A bordo seguia o novo governador do Senegal, com a sua família, soldados e a equipa da marinha. Um total de 400 pessoas, seguramente mais do que as condições do barco permitiam. Ao comando da “Medusa” estava Hugues du Roy de Chaumareys, um capitão que durante 25 anos esteve longe das águas por imposição de Napoleão. Mas com o regresso ao trono dos Bourbons, foi compensado com este comando.
A arrogância deste capitão e as consequentes discussões com os oficiais motivaram a 2 de Julho, um dia de águas calmas e boa visibilidade, o encalhamento da fragata ao largo do Cabo Branco (entre as Canárias e Cabo Verde). A forma como foi ordenada a evacuação do barco revelou egoísmo e gerou pânico. O governador, o capitão e grande parte dos oficiais ocuparam seis salva-vidas enquanto 147 tripulantes não encontraram lugar. Estes foram colocadas numa jangada, construída precariamente com tábuas, cordas e partes do mastro, atada a um dos salva-vidas. A dada altura, acidentalmente ou não, o cabo soltou-se. O que se passou a seguir foram cerca de duas semanas de pesadelo num mar tempestuoso, com mortes brutais e até actos de canibalismo. Os oficiais que ficaram na jangada ocuparam o centro da mesma, estavam armados enquanto que os marinheiros e os soldados tinham sido desarmados antes de subirem a bordo. Destes últimos, 20 desapareceram durante a primeira noite. Na segunda noite, a luta acentuou-se e durante um motim os oficiais, que foram atacados, mataram 65 homens. Após diversos dias na embarcação um dos sobreviventes, o médico Jean-Baptiste Henry Savigny, assumiu a liderança do grupo e passou a dissecar os corpos dos mortos para que servissem de alimento aos sobreviventes, para que estes não morressem de fome. Depois de 13 dias à deriva a jangada da “Medusa” foi resgatada pelo Argus, um pequeno navio mercante. Nesta altura restavam apenas 15 sobreviventes.

Listagem de dados |
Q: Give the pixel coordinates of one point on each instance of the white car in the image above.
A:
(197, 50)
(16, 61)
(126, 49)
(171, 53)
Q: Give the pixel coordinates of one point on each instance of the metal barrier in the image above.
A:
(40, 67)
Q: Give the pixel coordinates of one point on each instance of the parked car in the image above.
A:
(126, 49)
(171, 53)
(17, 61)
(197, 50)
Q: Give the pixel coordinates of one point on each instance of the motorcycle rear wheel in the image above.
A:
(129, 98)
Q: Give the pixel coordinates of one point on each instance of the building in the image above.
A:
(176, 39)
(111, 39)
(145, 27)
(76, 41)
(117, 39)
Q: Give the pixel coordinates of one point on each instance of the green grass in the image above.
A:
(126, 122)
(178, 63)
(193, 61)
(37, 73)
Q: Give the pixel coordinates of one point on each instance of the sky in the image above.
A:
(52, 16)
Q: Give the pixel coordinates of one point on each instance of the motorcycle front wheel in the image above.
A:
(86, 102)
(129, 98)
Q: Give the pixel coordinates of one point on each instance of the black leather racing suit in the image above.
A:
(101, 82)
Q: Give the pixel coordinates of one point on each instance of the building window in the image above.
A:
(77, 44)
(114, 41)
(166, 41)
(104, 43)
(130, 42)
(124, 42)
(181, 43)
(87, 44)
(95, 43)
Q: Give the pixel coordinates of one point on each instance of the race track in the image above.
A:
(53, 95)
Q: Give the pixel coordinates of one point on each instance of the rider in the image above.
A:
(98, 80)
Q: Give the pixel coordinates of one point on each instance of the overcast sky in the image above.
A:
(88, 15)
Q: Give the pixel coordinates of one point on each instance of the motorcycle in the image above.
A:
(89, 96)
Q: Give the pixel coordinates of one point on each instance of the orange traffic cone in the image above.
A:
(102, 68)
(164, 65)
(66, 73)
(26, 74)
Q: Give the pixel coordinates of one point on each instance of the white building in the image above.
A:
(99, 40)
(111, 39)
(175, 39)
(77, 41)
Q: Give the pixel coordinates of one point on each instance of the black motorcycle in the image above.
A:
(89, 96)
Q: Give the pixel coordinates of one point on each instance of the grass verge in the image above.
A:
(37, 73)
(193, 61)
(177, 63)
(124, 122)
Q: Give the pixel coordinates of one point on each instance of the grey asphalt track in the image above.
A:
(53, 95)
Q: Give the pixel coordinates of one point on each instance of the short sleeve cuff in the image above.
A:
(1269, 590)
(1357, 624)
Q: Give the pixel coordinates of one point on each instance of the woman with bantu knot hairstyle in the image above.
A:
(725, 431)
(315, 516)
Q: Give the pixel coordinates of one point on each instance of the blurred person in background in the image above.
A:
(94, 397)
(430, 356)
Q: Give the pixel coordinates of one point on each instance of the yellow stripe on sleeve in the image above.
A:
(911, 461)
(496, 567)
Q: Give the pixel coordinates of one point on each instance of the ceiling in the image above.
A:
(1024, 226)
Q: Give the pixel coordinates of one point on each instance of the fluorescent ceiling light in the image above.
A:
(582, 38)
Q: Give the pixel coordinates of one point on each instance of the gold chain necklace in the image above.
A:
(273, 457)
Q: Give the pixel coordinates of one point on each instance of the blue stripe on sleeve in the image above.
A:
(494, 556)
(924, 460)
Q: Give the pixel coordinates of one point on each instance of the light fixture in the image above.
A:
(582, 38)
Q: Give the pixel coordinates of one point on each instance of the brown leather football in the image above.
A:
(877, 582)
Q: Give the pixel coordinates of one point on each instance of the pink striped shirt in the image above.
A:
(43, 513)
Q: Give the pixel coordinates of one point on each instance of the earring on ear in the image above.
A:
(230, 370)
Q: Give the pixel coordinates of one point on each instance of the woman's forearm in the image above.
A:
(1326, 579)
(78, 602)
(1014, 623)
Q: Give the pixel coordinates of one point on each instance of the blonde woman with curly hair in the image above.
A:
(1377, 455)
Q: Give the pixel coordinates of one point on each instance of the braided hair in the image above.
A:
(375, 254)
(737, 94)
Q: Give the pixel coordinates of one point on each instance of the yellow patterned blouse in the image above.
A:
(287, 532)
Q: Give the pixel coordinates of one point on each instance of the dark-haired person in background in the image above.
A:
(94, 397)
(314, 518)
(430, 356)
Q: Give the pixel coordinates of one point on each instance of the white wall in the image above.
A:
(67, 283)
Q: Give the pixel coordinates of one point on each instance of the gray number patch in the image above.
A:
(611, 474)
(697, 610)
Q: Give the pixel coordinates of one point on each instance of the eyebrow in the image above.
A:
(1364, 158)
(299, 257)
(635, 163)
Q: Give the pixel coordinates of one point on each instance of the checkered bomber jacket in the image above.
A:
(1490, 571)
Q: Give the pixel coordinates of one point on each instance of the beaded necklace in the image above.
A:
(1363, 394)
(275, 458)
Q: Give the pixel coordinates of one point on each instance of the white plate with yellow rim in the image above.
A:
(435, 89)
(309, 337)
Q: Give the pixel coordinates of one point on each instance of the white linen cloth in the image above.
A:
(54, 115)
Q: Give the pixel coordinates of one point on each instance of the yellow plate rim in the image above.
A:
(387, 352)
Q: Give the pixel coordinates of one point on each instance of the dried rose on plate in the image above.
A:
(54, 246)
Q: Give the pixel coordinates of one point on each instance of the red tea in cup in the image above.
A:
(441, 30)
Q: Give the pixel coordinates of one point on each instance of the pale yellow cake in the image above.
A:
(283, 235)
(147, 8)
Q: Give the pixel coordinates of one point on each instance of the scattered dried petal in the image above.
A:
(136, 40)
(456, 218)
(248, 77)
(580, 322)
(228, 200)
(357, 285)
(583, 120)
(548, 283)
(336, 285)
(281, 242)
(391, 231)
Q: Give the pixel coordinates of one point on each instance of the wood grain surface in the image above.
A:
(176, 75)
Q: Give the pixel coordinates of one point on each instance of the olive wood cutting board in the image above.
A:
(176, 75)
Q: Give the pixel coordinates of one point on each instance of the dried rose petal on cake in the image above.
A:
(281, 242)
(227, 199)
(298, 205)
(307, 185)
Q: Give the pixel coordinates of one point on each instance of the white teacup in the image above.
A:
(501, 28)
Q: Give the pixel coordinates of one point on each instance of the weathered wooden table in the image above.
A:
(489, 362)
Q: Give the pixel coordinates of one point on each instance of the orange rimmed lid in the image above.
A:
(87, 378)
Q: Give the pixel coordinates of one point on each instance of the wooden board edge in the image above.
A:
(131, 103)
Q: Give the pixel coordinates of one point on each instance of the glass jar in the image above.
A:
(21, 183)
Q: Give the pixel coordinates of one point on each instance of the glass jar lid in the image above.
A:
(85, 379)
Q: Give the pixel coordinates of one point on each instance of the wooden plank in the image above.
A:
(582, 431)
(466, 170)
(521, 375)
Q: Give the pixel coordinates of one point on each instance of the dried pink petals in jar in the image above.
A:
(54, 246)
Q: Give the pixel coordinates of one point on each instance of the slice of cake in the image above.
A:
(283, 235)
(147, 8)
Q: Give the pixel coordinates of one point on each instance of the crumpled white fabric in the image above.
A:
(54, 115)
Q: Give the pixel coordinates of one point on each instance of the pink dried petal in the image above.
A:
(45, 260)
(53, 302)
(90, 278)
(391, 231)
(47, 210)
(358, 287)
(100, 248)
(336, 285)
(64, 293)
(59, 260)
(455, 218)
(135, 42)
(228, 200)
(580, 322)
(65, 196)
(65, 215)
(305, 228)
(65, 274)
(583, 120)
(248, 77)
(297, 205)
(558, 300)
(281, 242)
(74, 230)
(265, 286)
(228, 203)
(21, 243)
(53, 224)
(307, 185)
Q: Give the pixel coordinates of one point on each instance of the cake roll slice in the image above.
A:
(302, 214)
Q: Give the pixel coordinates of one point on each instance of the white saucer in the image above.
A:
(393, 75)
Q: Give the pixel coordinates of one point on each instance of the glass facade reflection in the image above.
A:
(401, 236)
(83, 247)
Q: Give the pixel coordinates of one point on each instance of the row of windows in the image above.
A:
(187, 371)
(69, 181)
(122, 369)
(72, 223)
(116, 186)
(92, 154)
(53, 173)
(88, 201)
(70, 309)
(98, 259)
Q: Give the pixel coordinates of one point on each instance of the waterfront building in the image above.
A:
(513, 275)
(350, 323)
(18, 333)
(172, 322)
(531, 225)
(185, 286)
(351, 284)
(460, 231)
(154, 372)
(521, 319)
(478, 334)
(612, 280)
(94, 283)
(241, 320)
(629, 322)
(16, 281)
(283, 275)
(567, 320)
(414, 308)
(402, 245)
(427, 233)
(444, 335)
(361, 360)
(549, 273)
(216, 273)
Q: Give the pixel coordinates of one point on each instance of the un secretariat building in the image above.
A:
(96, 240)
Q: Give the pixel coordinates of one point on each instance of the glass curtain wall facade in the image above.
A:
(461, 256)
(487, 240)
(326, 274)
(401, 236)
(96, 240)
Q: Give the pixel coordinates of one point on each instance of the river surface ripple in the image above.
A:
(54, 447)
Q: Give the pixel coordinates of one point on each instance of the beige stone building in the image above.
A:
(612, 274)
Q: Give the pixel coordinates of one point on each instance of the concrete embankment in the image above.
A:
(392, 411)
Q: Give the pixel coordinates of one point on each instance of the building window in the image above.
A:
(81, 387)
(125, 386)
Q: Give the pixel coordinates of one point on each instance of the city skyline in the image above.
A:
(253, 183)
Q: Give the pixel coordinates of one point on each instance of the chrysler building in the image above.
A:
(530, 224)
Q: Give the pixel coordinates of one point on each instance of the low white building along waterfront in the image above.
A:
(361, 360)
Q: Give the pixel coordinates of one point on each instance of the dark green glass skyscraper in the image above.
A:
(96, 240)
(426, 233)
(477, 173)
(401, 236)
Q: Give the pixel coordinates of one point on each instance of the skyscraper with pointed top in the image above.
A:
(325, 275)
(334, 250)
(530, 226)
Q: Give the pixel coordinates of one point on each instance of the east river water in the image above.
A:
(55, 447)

Exercício 1 |
Responda com base no texto sobre o naufrágio da "Medusa":
(a) Quantas pessoas seguiam a bordo da fragata?
(b) Em que dia encalhou a fragata?
(c) Quantos sobreviventes restavam quando a jangada foi resgatada?
Exercício 2 | Transcreva sem qualquer alteração o trecho do texto sobre a "Medusa" de "A bordo seguia" a "com este comando.".
Exercício 3 | Escreva a continuação do texto sobre o naufrágio da "Medusa", a partir da última frase apresentada.
As linhas são material à parte, sem relação com o texto.

Resposta 1 |
(a) 400 pessoas.
(b) A 2 de Julho.
(c) 15 sobreviventes.

Resposta 2 |
A bordo seguia o novo governador do Senegal, com a sua família, soldados e a equipa da marinha. Um total de 400 pessoas, seguramente mais do que as condições do barco permitiam. Ao comando da “Medusa” estava Hugues du Roy de Chaumareys, um capitão que durante 25 anos esteve longe das águas por imposição de Napoleão. Mas com o regresso ao trono dos Bourbons, foi compensado com este comando.

Resposta 3 |
A notícia do naufrágio da “Medusa” foi publicada em Setembro de 1816, pelo jornal parisiense Journal des Débats. As investigações sobre as causas e as circunstâncias exactas do desastre ocuparam os jornais franceses durante meses. Uma história de infortúnio que desencadeou um escândalo político. Apenas 10 dos 147 ocupantes da “Medusa” sobreviveram.

Tendo como base este acontecimento, Théodore Géricault resolveu pintar um quadro que começou por chamar-se “Cena de um Naufrágio”. A obra integrou a exposição no Salão de Paris, em 1919 e causou grande polémica. O objectivo de Géricault era realizar uma pintura em grande escala, com efeito tremendo, que lhe permitisse atingir o reconhecimento. Para realizar A Jangada da Medusa, Géricault socorreu-se de várias fontes. Conversou com dois sobreviventes (Savigny – médico, Corréard – cartógrafo) e leu também o livro que ambos escreveram sobre o naufrágio. Os objectivos realistas levaram-no a alguns preciosismos como a construção de uma pequena maquete da jangada, para melhor a representar. As dimensões do quadro (491×716 cm) obrigaram ao aluguer de um estúdio maior. Curiosamente, perto de um hospital porque Géricault foi autorizado a fazer esboços de doentes e de moribundos. O pintor levou para casa membros de pessoas mortas para observar a sua coloração nos primeiros dias de putrefacção.
Apesar da imensidão real do mar, a tela atribui-lhe pouca importãncia. Nos primeiros estudos Géricault seguiu o costume ordinariamente utilizado nas cenas marítimas: grandes áreas dedicadas à água e as pessoas e barcos com dimensão reduzida. No entanto, à medida que o trabalho foi avançando, Géricault foi dando mais destaque à jangada, de tal forma que na versão final sente-se que quase se pode entrar a bordo. Assim, a parte atribuída ao mar foi sendo marginalizada, ganhando ênfase a estrutura piramidal da composição.
A obra foi adquirida pelo Museu do Louvre após a morte precoce do artista aos 32 anos. A influência de A Jangada da Medusa, pode ser vista em obras de Eugène Delacroix, J. M. W. Turner, Gustave Courbet e Édouard Manet.»